--- start of The input ---
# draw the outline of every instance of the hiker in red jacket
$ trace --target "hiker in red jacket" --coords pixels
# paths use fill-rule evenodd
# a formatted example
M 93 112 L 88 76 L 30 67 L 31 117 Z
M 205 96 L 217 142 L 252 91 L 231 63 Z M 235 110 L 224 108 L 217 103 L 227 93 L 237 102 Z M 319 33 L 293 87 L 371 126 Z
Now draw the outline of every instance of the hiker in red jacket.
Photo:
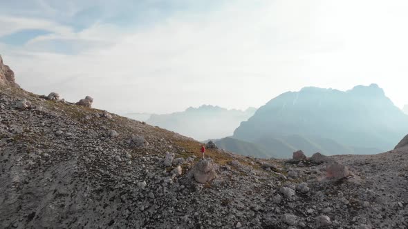
M 201 155 L 203 156 L 203 159 L 204 159 L 204 153 L 205 152 L 205 147 L 204 145 L 201 145 Z

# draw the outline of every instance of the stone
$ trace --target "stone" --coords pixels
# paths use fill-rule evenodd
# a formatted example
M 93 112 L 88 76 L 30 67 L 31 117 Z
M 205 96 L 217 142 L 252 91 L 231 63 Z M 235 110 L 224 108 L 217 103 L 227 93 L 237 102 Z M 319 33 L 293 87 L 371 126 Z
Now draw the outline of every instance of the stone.
M 93 99 L 90 96 L 86 96 L 85 99 L 80 100 L 75 104 L 91 108 L 92 108 L 92 103 L 93 103 Z
M 15 108 L 19 110 L 26 110 L 31 106 L 31 103 L 26 99 L 19 100 L 15 103 Z
M 306 159 L 306 155 L 302 150 L 298 150 L 296 152 L 293 152 L 293 156 L 292 157 L 293 160 L 295 161 L 302 161 L 305 160 Z
M 215 168 L 210 159 L 201 159 L 192 169 L 196 181 L 200 183 L 210 182 L 216 177 Z
M 0 85 L 19 88 L 15 83 L 14 72 L 3 63 L 3 58 L 0 56 Z
M 46 99 L 58 101 L 59 100 L 59 94 L 58 94 L 58 93 L 51 92 L 47 96 Z
M 333 159 L 319 152 L 316 152 L 312 155 L 312 157 L 310 157 L 310 161 L 315 163 L 322 163 L 333 161 Z
M 281 193 L 284 195 L 284 196 L 289 199 L 292 199 L 296 194 L 294 190 L 288 187 L 281 187 L 279 190 L 281 191 Z
M 178 166 L 176 167 L 171 172 L 176 176 L 180 176 L 183 172 L 183 169 L 181 168 L 181 166 Z
M 370 207 L 370 203 L 368 202 L 368 201 L 364 201 L 362 203 L 362 206 L 364 207 L 364 208 L 369 208 Z
M 333 179 L 335 180 L 339 180 L 345 177 L 347 177 L 350 175 L 350 172 L 349 171 L 349 168 L 343 166 L 339 163 L 335 162 L 332 163 L 326 170 L 326 177 L 329 179 Z
M 296 190 L 302 193 L 307 193 L 309 192 L 310 188 L 308 187 L 308 184 L 305 182 L 302 182 L 296 186 Z
M 297 172 L 296 172 L 296 171 L 295 170 L 290 170 L 289 172 L 288 172 L 288 177 L 296 178 L 297 177 Z
M 172 153 L 169 153 L 169 152 L 166 152 L 166 156 L 165 157 L 165 161 L 163 161 L 163 164 L 166 167 L 171 166 L 173 164 L 173 160 L 174 159 L 174 155 Z
M 218 149 L 218 147 L 212 141 L 208 141 L 207 144 L 205 144 L 205 147 L 209 149 Z
M 183 165 L 184 163 L 184 158 L 183 157 L 178 157 L 176 159 L 175 159 L 174 160 L 173 160 L 173 166 L 178 166 L 178 165 Z
M 333 210 L 333 209 L 331 207 L 327 207 L 327 208 L 325 208 L 324 209 L 323 209 L 323 212 L 324 213 L 330 213 L 330 212 L 331 212 L 332 210 Z
M 281 201 L 282 197 L 281 197 L 280 195 L 277 194 L 275 195 L 272 198 L 272 201 L 273 201 L 273 203 L 280 203 Z
M 147 183 L 146 183 L 146 181 L 138 182 L 138 188 L 145 189 L 146 186 L 147 186 Z
M 297 217 L 292 214 L 284 214 L 282 216 L 282 221 L 288 225 L 293 226 L 297 224 Z
M 112 114 L 111 114 L 109 112 L 108 112 L 106 110 L 104 110 L 104 112 L 102 113 L 101 117 L 102 118 L 106 118 L 108 119 L 112 119 Z
M 119 156 L 119 155 L 116 155 L 116 156 L 115 156 L 115 159 L 117 161 L 122 161 L 122 159 L 120 158 L 120 156 Z
M 119 134 L 116 132 L 116 130 L 109 130 L 109 132 L 108 133 L 108 136 L 109 136 L 109 137 L 111 138 L 115 138 L 117 137 L 118 136 L 119 136 Z
M 129 143 L 134 147 L 145 147 L 149 146 L 149 142 L 142 136 L 133 136 L 129 141 Z
M 154 194 L 153 192 L 149 192 L 147 195 L 150 199 L 154 199 Z
M 331 225 L 331 221 L 330 217 L 326 215 L 320 215 L 315 218 L 316 228 L 319 228 L 322 227 L 326 227 Z

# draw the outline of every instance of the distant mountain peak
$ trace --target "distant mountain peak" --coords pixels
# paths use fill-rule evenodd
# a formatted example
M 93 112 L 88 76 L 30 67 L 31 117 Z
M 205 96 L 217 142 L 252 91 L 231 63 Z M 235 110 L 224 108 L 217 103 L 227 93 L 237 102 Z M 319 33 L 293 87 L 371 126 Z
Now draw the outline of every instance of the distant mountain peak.
M 356 86 L 353 89 L 348 90 L 351 93 L 356 93 L 359 94 L 364 94 L 369 96 L 385 96 L 385 93 L 382 88 L 380 88 L 376 83 L 371 83 L 369 86 L 363 85 Z

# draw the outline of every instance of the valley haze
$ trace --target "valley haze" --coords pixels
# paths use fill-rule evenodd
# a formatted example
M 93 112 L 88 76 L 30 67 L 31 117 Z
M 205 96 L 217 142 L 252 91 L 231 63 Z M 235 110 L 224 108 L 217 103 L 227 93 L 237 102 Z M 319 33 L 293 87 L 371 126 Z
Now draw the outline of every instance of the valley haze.
M 407 12 L 0 1 L 0 229 L 407 229 Z

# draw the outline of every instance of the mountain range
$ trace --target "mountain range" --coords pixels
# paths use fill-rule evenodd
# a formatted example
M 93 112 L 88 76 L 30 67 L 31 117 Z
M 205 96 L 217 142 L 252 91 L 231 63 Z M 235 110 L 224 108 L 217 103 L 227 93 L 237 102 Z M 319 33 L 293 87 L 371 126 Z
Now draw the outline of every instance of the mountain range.
M 0 228 L 408 227 L 408 136 L 373 155 L 202 158 L 191 138 L 89 96 L 27 92 L 11 72 L 0 57 Z
M 239 123 L 248 120 L 256 110 L 254 108 L 239 110 L 203 105 L 183 112 L 151 114 L 146 123 L 203 141 L 232 135 Z
M 376 84 L 347 91 L 308 87 L 270 100 L 241 123 L 228 145 L 223 139 L 216 143 L 237 150 L 243 141 L 278 157 L 298 150 L 306 155 L 367 154 L 393 148 L 407 130 L 408 116 Z M 232 144 L 234 139 L 240 141 Z M 237 152 L 252 150 L 258 151 Z

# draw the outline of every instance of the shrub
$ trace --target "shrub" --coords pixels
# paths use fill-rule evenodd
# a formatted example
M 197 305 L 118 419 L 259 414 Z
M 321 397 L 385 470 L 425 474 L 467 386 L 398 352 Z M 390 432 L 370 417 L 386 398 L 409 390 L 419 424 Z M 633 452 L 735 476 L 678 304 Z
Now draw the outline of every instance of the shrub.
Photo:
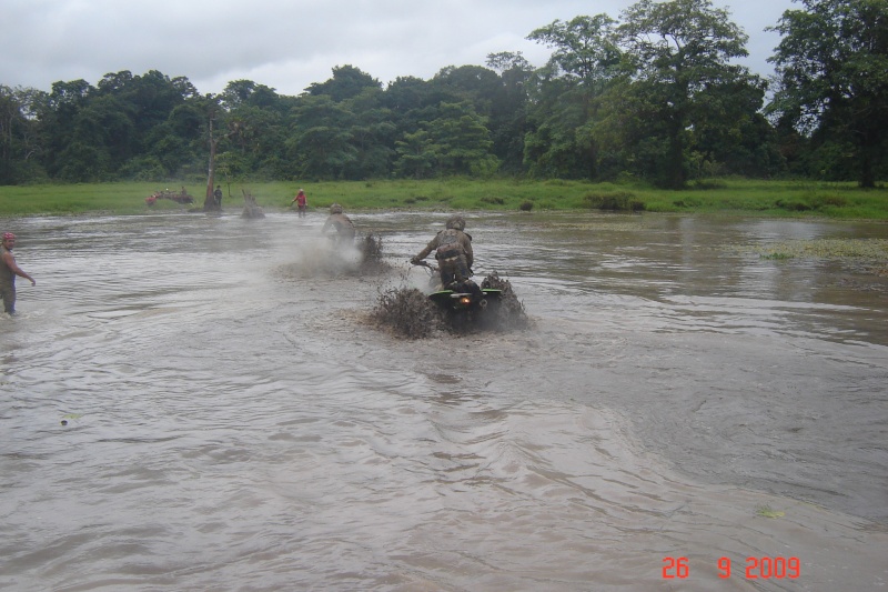
M 589 193 L 584 199 L 589 208 L 610 212 L 640 212 L 645 209 L 644 202 L 627 191 Z

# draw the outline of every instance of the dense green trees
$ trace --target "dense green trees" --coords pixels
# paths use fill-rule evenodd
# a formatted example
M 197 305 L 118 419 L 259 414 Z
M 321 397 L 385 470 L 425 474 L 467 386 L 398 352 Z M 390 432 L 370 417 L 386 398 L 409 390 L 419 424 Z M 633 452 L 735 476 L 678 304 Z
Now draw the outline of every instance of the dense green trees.
M 775 27 L 768 106 L 737 63 L 746 34 L 709 0 L 556 20 L 528 34 L 552 50 L 541 68 L 504 51 L 386 87 L 353 66 L 299 97 L 251 80 L 202 96 L 154 70 L 0 86 L 0 184 L 502 174 L 680 188 L 788 171 L 871 187 L 887 169 L 888 0 L 801 3 Z
M 874 187 L 888 146 L 888 0 L 803 0 L 775 28 L 778 88 L 769 112 L 836 179 Z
--- end of The input ---
The request – Copy the stretch from the start of the records through the line that contains "M 201 155 L", substituting "blue jacket" for every "red jacket" and changing nothing else. Omit the pictures from your copy.

Task output –
# draw the outline of every instance of the hiker in blue jacket
$ trace --target "hiker in blue jacket" --coords pixels
# paths use fill-rule evenodd
# a formatted example
M 93 112 L 88 76 L 30 67 L 31 117 Z
M 205 96 L 217 142 L 252 91 L 231 63 Z M 235 110 L 224 108 L 217 103 L 227 93 L 237 102 Z M 319 33 L 293 87 L 371 126 Z
Now draw the outline of every instance of the hiker in blue jacket.
Photo:
M 201 155 L 203 156 L 203 159 L 204 159 L 204 153 L 205 152 L 205 147 L 204 145 L 201 145 Z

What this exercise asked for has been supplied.